# [TASK BRIEF]
In the listing that follows, determine how many lines include the word "fried". Respond with that number alone.
Start of SUPPLIED DATA
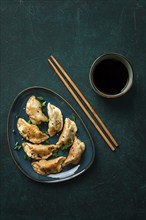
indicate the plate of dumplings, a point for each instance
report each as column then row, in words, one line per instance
column 47, row 139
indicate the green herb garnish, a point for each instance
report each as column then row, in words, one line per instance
column 44, row 103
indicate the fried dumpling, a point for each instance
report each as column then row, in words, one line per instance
column 68, row 134
column 75, row 152
column 46, row 167
column 38, row 151
column 34, row 110
column 31, row 132
column 55, row 119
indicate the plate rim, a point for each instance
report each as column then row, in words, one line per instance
column 9, row 144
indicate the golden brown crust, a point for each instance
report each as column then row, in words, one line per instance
column 68, row 134
column 75, row 152
column 55, row 119
column 31, row 132
column 34, row 110
column 38, row 151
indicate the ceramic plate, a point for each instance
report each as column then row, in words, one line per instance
column 24, row 164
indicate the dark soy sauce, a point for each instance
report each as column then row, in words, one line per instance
column 110, row 76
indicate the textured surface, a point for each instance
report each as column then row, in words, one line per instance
column 76, row 32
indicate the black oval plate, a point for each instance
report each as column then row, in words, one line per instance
column 18, row 110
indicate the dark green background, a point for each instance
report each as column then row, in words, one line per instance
column 76, row 32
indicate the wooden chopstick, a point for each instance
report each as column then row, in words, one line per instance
column 86, row 102
column 82, row 106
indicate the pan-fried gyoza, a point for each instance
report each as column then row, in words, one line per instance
column 75, row 152
column 55, row 119
column 34, row 111
column 46, row 167
column 39, row 151
column 31, row 132
column 68, row 134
End of SUPPLIED DATA
# [ANSWER BELOW]
2